Exercise directions: Rewrite the lines starting with the one containing "Target: catenary support pole" and going on through the one containing "(1151, 834)", putting "fall foliage" in place of "autumn foliage" and leaving everything else as it is.

Lines from a point labeling set

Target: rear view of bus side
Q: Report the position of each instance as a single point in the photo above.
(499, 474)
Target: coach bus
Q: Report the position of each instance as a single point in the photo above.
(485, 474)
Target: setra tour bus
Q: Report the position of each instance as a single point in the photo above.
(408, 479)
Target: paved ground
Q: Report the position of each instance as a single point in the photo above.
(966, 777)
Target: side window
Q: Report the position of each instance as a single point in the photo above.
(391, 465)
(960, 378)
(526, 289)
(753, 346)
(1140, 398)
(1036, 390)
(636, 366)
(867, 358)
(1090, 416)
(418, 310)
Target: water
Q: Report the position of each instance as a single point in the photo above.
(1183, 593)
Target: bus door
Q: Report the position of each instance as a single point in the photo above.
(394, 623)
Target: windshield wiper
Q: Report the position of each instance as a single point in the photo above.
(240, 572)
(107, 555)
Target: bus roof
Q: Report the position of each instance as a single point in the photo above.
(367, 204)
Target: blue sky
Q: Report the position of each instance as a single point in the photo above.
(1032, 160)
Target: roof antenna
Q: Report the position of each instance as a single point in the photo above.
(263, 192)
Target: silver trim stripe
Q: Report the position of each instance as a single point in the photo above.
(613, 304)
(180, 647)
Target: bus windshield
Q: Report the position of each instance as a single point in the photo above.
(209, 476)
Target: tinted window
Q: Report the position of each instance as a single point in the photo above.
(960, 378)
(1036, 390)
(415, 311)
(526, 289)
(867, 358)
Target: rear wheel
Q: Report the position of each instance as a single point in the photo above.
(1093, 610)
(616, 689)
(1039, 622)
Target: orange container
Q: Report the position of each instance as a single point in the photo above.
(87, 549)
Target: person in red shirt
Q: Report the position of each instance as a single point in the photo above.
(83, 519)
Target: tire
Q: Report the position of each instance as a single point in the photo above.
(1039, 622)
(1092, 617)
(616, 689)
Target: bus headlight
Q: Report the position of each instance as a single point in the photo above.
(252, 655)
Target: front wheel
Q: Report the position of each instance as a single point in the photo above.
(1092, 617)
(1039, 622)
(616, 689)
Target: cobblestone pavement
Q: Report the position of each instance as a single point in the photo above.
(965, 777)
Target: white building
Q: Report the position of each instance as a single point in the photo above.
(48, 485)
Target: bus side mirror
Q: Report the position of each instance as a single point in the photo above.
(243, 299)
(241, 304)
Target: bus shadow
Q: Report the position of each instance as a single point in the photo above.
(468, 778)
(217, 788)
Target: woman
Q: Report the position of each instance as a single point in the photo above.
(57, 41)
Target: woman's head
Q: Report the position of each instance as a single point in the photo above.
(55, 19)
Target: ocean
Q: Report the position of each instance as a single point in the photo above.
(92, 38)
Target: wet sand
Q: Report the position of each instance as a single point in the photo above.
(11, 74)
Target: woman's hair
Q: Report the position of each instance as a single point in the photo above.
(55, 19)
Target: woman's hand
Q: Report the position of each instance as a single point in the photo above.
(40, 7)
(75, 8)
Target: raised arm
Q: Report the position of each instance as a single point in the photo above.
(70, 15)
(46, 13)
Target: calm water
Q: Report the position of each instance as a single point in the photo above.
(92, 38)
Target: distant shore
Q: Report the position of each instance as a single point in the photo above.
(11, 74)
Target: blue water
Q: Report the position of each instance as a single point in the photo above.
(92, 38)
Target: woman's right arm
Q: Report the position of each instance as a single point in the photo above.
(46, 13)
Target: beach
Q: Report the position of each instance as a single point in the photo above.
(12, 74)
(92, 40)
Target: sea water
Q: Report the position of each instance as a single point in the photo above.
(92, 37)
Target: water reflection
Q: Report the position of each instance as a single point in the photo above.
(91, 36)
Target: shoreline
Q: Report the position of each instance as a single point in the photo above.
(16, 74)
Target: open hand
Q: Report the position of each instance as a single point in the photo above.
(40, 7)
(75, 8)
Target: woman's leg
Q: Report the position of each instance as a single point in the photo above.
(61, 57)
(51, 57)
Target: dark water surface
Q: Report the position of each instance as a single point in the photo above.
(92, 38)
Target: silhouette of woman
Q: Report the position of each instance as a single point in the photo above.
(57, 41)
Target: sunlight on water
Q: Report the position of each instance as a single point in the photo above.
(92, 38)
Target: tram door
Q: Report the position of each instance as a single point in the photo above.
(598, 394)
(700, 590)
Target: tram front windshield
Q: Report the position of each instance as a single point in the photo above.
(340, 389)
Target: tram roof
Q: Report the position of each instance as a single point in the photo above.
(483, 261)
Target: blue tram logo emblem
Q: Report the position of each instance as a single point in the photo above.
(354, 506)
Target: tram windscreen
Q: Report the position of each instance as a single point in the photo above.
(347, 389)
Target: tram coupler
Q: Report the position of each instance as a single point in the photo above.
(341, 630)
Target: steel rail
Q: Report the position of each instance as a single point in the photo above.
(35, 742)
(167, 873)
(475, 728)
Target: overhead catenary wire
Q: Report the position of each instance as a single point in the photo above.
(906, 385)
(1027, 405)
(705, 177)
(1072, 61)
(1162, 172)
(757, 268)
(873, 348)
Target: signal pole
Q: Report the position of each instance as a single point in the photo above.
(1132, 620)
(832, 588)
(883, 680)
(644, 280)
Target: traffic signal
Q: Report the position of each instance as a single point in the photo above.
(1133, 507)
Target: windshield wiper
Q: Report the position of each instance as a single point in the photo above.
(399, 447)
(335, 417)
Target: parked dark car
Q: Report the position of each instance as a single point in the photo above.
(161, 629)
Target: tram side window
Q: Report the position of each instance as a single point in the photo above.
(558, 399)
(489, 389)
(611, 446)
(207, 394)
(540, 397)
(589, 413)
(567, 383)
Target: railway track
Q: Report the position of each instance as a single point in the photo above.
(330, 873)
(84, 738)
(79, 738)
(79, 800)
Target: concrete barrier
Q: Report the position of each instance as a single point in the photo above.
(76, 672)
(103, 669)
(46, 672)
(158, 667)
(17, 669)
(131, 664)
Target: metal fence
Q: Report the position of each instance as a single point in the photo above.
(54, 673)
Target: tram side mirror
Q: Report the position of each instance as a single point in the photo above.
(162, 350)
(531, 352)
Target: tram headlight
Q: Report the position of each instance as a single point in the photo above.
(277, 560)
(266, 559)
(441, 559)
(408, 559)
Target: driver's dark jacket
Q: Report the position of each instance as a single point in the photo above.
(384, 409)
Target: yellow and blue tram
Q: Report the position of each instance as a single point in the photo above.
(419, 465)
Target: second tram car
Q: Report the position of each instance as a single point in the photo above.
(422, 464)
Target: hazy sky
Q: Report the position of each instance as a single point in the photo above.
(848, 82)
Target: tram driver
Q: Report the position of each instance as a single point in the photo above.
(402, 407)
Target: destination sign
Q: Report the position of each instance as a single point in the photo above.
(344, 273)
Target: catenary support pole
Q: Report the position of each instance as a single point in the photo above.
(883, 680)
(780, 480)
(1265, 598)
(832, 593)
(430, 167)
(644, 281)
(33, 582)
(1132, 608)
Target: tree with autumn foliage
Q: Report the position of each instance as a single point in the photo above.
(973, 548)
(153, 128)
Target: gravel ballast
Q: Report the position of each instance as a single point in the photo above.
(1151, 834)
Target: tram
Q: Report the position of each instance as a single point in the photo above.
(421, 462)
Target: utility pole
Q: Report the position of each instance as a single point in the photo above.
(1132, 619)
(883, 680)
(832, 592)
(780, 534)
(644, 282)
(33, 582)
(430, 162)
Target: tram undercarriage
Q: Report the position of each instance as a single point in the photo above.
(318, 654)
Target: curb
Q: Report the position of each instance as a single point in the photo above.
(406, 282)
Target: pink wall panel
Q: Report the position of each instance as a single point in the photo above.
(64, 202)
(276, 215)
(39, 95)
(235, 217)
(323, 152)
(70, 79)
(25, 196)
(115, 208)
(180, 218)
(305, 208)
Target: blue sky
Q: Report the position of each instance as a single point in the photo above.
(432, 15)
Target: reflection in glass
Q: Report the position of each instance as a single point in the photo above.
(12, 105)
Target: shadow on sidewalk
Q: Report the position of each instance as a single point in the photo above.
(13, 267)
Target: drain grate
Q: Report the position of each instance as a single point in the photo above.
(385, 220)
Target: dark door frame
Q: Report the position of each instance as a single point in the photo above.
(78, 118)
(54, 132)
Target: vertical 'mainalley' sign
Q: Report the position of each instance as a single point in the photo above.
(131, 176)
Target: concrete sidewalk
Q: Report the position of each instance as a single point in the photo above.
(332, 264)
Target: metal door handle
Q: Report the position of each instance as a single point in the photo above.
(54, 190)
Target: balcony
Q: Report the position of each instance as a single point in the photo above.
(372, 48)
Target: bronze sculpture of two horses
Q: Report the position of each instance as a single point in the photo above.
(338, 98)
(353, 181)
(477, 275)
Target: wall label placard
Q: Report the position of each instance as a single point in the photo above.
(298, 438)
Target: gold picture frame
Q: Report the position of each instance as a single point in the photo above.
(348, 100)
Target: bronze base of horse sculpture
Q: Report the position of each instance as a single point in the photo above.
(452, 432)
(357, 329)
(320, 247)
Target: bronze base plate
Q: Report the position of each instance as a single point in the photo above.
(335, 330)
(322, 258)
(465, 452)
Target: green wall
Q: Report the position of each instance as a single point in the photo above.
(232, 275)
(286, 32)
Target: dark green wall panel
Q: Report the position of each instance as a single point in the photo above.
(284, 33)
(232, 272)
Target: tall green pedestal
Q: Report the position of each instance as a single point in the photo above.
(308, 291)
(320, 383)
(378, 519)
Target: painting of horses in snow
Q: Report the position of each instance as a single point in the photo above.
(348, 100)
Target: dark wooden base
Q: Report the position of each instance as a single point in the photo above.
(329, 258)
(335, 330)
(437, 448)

Output of the task:
Target: catenary support pole
Q: Report the position of each instance as a single point in the photo above.
(883, 680)
(780, 480)
(1265, 598)
(832, 593)
(430, 167)
(644, 281)
(33, 582)
(1132, 608)
Target: tree with fall foliage
Q: Report the position of each instance as a single point in the photo above.
(973, 548)
(153, 128)
Target: gravel ballast
Q: Report the position of each instance as a single point in the photo above.
(1151, 834)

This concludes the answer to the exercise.